── Texte choisi

D’ « étayante »  qu’elle est pour commencer, la mère  doit se cliver  pour, à la fois,  être en partie incorporée-introjectée afin de consolider le Moi (« le bon est incorporé ») et en partie expulsée  ou « abjectée » [3] . La réalité extérieure et la séparation de l’Objet VS le Moi adviennent dans la foulée de l’expulsion du mauvais objet partiel, et de la haine pour le l’objet total ensuite.

Puisque  la prise de conscience de l’Objet (extérieur) co-existe « naturellement » avec le rejet et la haine, quelles en sont les conséquences  du côté de la mère ? Et, parallèlement, comment l’érotisme maternel peut-il précéder, accompagner, stimuler ou pervertir cette architecture où objet/réalité/haine, ouvrant la voie à la perception/conscience du mal et de la culpabilité, sont  co-présents ?

Mon travail sur les ambivalences de la reliance maternelle [4] reprend et tente de développer le rôle de l’étayage maternel  pour autant qu’il conditionne  l’investissement de l’autre par et dans la psychisation (représentation de chose/représentation de mot) concomitante avec  l’objectalisation. Green ne dit pas autre chose : «/…/ la mère  est également nécessaire pour que l’excorporation se transforme en projection,  soit encore pour que les  produits  des pulsions d’expulsion rejectrices soient recueillis par un objet afin qu’ils  puissent prendre sens (nous soulignons)» (p.372).  La mère  sémiotise  cette ab-jection, dans la mesure  où elle s’accepte elle-même comme ab-jet (ni « sujet » ni « objet »), abjecte [5] : pour que l’affect négatif, puis la haine elle-même, puisse être investis (retenons ce terme), objectalisés, et ainsi seulement susceptibles d’obtenir de sens   par  dans et par le langage.

  La symbolisation  n’advient qu’après la perte-séparation de l’Objet lui-même, à travers la culpabilité vis –à-vis du bon objet incestueux, et par le désir de mort du mauvais objet étranger et haï (374). La « position dépressive » de Klein résume ces aventures du « mauvais »  évoluant en « mal » par le truchement de la culpabilité, et laisse entendre comment la distinction bon/mauvais  « prend sens » dans la construction des valeurs  «bien/mal ». À une condition, que Green développera  à sa manière propre :  que les signes du langages  puissent  être reliés à l’identification projective avec ses  incorporations/abjections ( ce « quelque chose qui  n’a pas de sens » (373), tels les éléments  béta de Bion, et jusqu’aux aux « équivalents symboliques » kleiniens). Afin que la subjectivation se construise comme une  coprésence à la pulsion de vie et à la pulsion de mort dans le lien du sujet à l’objet.   C’est ce que Green appelle  l’ «hétérogénéité du langage » .

────
── Données fournies

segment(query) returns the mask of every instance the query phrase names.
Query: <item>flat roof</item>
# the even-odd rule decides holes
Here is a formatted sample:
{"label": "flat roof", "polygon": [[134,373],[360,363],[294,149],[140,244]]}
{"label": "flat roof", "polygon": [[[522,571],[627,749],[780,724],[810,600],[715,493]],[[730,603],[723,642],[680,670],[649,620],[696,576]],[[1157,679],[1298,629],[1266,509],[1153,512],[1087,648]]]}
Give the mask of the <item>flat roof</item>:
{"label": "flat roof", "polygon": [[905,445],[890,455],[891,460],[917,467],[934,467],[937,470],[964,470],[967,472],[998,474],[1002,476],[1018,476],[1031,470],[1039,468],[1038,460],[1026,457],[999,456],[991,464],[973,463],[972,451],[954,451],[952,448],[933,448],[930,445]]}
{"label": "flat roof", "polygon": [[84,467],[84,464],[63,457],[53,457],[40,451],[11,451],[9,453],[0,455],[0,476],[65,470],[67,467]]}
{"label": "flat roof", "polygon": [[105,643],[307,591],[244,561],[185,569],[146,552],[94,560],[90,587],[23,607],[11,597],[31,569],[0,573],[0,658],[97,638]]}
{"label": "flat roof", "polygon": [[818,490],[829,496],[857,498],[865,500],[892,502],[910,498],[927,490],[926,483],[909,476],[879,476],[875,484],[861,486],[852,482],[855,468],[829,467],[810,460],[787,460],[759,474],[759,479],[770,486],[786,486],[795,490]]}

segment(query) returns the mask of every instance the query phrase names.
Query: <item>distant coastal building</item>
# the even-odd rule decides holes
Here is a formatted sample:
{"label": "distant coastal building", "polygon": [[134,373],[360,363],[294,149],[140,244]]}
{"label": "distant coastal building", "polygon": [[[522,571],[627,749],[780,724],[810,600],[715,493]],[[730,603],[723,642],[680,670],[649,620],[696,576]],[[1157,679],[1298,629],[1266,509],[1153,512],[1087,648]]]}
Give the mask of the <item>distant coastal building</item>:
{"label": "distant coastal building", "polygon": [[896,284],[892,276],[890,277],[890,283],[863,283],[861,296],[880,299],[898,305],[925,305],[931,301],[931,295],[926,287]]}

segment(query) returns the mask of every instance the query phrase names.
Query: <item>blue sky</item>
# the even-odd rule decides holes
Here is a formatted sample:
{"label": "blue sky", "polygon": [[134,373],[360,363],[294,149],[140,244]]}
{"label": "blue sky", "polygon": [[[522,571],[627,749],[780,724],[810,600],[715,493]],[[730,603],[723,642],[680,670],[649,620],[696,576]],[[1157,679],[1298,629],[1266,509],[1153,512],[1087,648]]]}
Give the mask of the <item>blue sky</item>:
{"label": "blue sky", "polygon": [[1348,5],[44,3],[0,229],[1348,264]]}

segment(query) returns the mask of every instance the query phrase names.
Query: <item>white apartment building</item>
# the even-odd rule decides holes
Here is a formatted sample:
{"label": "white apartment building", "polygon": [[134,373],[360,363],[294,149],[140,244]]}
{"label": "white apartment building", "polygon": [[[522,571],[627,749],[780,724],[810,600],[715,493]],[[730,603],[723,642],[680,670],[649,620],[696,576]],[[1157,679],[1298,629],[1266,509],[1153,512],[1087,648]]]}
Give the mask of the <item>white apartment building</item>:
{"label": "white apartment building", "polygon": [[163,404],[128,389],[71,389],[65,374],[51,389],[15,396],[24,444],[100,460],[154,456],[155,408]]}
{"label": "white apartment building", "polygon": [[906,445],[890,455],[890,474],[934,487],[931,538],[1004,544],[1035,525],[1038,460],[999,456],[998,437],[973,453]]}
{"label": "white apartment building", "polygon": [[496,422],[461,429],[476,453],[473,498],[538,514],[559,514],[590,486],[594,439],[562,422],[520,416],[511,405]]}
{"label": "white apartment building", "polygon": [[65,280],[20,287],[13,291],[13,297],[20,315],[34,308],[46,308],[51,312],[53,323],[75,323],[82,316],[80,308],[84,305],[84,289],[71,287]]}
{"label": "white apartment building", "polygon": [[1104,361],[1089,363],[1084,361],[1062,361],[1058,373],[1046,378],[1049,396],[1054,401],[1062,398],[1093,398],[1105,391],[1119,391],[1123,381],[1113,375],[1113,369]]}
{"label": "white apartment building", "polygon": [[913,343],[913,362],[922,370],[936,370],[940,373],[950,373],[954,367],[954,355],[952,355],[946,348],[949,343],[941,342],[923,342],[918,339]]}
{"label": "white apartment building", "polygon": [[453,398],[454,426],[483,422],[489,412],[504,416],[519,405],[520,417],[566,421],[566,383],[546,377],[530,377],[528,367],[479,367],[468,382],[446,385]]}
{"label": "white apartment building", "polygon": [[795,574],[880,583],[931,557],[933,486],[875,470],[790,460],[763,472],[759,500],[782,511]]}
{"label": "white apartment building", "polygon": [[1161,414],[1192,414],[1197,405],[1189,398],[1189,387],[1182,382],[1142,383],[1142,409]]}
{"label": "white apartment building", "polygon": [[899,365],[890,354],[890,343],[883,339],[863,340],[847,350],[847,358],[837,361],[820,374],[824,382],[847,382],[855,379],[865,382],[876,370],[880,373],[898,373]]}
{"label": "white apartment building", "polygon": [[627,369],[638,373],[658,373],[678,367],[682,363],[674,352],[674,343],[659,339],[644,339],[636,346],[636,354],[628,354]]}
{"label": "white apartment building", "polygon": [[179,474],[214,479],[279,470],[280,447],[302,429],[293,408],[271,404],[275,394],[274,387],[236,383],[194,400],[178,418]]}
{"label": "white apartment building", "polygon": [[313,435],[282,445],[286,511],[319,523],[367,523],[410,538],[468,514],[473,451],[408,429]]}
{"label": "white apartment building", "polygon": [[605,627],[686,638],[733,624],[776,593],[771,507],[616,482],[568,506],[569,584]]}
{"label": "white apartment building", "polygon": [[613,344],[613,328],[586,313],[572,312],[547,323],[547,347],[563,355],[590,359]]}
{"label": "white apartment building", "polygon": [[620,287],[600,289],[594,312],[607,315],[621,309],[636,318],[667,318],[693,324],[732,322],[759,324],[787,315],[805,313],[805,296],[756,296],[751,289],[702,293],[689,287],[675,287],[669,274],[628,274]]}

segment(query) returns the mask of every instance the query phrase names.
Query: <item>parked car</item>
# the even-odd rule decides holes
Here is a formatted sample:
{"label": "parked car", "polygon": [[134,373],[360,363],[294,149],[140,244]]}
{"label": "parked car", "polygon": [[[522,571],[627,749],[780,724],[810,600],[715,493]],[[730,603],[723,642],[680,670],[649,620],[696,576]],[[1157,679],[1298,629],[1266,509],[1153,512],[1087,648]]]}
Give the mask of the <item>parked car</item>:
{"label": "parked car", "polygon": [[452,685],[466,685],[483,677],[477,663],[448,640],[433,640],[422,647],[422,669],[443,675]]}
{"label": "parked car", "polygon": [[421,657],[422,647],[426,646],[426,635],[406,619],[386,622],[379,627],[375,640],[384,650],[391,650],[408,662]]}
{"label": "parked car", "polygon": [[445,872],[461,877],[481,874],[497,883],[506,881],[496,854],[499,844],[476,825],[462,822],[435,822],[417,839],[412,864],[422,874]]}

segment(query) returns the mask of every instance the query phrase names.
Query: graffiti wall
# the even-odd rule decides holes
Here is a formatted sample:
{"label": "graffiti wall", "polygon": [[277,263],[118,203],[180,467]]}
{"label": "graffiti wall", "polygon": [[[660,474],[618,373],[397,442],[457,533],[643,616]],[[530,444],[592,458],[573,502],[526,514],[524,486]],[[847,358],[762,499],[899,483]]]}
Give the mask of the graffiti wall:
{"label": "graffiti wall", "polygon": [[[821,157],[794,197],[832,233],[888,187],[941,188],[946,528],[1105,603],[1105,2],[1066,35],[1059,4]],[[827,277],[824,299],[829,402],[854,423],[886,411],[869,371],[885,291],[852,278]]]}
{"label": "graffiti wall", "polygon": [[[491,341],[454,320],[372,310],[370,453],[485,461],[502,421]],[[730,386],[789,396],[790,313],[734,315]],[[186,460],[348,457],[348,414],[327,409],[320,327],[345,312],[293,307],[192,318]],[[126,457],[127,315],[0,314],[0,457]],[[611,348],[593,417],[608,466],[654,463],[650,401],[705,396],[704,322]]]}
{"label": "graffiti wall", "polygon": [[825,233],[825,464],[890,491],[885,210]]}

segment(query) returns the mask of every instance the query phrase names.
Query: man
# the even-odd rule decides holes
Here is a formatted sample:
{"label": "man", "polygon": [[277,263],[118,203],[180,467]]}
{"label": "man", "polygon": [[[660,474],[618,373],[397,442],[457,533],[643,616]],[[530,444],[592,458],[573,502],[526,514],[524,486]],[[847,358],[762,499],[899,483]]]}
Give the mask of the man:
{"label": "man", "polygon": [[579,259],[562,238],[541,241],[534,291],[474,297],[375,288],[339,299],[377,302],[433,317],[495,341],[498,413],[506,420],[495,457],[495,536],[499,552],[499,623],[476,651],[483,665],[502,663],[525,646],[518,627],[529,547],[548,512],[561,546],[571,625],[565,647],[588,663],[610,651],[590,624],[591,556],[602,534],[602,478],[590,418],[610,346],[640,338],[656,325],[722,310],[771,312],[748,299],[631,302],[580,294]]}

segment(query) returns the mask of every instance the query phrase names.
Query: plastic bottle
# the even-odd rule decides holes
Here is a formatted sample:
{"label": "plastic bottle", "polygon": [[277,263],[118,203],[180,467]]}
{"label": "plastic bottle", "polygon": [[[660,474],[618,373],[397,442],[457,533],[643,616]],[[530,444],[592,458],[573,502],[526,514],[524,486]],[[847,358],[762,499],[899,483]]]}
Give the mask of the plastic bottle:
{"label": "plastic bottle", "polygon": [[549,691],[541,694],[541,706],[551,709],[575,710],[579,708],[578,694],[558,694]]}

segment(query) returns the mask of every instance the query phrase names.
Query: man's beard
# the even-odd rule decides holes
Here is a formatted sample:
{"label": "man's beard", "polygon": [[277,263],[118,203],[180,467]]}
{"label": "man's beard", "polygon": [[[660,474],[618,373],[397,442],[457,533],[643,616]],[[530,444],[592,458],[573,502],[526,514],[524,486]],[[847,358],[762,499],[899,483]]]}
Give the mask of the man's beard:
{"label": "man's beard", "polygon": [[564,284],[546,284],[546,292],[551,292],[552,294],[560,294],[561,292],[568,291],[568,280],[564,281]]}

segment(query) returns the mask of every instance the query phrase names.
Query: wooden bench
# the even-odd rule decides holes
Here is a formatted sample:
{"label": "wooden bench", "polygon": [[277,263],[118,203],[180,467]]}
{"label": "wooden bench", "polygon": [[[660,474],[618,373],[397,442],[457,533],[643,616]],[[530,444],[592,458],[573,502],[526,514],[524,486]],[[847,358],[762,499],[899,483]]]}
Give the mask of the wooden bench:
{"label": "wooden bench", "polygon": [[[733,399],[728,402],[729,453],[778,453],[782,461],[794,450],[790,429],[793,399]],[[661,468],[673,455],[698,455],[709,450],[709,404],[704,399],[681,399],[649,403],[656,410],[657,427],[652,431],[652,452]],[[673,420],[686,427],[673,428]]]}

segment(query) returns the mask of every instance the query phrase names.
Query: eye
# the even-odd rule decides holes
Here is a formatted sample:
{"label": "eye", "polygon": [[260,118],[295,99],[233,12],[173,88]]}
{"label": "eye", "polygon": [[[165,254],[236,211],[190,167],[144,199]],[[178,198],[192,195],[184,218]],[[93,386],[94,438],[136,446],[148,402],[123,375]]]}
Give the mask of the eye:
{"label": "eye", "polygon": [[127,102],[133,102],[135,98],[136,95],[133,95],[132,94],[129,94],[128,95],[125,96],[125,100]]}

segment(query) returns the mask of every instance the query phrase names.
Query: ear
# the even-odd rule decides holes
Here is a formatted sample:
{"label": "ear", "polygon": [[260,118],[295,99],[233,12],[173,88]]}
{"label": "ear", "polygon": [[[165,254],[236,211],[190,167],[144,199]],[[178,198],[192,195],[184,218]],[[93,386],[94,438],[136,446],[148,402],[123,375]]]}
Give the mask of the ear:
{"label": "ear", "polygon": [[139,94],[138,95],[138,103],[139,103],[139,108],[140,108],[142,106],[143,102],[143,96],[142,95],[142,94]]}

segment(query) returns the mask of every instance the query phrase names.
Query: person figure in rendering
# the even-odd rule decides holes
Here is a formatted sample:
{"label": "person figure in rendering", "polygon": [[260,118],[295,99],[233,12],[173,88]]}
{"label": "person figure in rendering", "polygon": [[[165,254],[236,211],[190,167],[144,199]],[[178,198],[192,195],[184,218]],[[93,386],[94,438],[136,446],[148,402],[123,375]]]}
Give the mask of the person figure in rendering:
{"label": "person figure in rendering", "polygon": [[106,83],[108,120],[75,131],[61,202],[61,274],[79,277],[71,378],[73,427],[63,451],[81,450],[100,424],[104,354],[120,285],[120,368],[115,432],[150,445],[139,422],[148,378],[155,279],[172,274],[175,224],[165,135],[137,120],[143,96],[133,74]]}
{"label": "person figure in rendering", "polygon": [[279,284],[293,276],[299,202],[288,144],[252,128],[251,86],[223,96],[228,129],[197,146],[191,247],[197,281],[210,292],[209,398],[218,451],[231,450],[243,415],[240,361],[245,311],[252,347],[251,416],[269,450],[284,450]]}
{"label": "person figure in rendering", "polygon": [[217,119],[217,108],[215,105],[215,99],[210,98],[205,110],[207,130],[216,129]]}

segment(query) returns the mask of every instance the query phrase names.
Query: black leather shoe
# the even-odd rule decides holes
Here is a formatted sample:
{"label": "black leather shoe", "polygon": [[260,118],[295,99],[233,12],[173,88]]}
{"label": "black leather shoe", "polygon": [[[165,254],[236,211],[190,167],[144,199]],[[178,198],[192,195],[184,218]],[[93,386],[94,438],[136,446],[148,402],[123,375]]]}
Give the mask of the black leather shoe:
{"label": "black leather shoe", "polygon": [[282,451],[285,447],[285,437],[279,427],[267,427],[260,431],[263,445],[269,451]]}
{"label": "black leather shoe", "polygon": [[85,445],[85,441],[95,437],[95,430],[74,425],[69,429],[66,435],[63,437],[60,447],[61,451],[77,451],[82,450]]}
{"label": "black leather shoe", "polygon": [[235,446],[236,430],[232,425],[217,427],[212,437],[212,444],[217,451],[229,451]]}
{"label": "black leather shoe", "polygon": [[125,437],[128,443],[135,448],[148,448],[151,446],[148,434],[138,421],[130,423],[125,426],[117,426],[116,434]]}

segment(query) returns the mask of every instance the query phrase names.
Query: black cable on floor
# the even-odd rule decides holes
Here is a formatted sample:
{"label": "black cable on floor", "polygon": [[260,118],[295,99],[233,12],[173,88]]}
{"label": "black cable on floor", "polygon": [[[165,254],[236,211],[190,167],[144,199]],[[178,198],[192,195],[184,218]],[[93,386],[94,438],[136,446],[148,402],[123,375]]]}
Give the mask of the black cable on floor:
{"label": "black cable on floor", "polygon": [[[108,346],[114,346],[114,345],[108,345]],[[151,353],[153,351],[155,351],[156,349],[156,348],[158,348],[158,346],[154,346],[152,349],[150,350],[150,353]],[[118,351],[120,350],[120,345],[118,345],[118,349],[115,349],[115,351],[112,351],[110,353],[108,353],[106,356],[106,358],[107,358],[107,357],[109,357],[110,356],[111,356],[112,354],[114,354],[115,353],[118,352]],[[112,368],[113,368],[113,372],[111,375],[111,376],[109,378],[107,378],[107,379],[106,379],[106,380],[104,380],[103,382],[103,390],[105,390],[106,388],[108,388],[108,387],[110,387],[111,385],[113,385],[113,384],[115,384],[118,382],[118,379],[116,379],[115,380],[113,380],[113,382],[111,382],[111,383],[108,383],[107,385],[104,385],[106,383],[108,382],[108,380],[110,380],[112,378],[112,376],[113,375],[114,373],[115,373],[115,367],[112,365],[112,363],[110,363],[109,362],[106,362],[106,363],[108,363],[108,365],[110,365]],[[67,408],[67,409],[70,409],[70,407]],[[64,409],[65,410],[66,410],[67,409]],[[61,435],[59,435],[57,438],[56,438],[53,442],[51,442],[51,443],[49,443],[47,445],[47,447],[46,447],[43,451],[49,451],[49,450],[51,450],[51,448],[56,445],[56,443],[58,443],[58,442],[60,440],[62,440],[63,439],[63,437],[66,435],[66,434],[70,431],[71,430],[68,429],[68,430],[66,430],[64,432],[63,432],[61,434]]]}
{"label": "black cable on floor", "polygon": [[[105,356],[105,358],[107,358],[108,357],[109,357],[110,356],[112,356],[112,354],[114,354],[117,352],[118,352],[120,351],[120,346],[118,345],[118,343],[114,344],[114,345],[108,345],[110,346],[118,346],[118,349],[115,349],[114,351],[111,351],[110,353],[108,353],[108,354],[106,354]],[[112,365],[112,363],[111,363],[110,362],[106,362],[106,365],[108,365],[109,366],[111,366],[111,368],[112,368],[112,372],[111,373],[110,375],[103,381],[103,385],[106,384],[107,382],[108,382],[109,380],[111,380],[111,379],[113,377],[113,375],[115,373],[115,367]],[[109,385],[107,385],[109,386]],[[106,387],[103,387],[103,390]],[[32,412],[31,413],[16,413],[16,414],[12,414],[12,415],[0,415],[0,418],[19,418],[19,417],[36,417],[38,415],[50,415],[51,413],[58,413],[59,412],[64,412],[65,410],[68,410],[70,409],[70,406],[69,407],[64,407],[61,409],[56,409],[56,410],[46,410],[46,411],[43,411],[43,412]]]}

────

- **Problèmes à résoudre**:
1) Reformulez sous forme de liste, de façon plus brève, le paragraphe du texte choisi qui commence par « D'“étayante” qu'elle est pour commencer ». Conservez-en les faits principaux.
2) D'après le texte choisi, quelle notion de Klein résume l'évolution du « mauvais » en « mal » par le truchement de la culpabilité ?
3) Poursuivez le texte choisi à partir de sa dernière phrase.

- **Corrigé de l'exercice**:
1)
- Étayante au départ, la mère doit se cliver.
- Elle est en partie incorporée-introjectée afin de consolider le Moi (« le bon est incorporé »).
- Elle est en partie expulsée, ou « abjectée ».
- La réalité extérieure et la séparation entre l'Objet et le Moi adviennent à la suite de l'expulsion du mauvais objet partiel, puis de la haine pour l'objet total.

2) La « position dépressive ».

3)
 La problématique du  bien et du mal chez Green, -  « fondatrice d’un ordre et donne sens à l’existence humaine (393) ». -  est ainsi et d’emblée liée à elle de la maternité et du sens.

 Nous comprenons ici que le mystère de la fonction maternelle consiste à se tenir à la fois dans les deux mouvements (pulsionnel et signifiant), et c’est en auscultant la « folie maternelle » que Green nous le fait comprendre. La « folie maternelle » ne serait-elle pas précisément l’incapacité de relier l’introjection et l’abjection aux « vrais symboles » ?  La « folie maternelle »  manifeste  donc une psychisation carencée, désinvestie et de ce fait opératoire, et qui favorise la désobjectalisation chez l’enfant.

 

   La passion maternelle se dessine ainsi, sous la plume d’A. Green,  comme un laboratoire du bon et du mauvais, de  l’objet et de l’abjet, du senti et du signifié, dans et par  la séparation du sujet et de l’objet :  c’est la passion maternelle qui amorce - ou non - la dstinction bien/mal, aurore de la reliance. Dès lors, la « mère morte » est celle  qui se défend de cette reliance par un désinvestissement qui dépasse le masochisme et la mélancolie elle-même et rejoint les états limites. La « folie maternelle », quant à elle, peut hystériser ces dualités fondatrices de l’appareil psychique de l’Homo Sapiens, et  porter  les mères au clivage schizo-paranoïde.

Mais de ce bord-à-bord de la  reliance  maternelle et de la déliaison, les « reines du roman policier » - plus crument ou plus naïvement que leurs homologues mâles - parviennent à composer leurs  des univers sublimatoires. En effet, les « reines des polars » sont des femmes, mères  ou non, capables de se  passionner pour la quête des coupables, dans d’exquises et interminables intrigues, où  le lecteur-cet enfant -perd et  retrouve le sens du bien et du mal. Un colloque en hommage à A. Green s’impose : les reines du polar sur la brèche de la folie maternelle.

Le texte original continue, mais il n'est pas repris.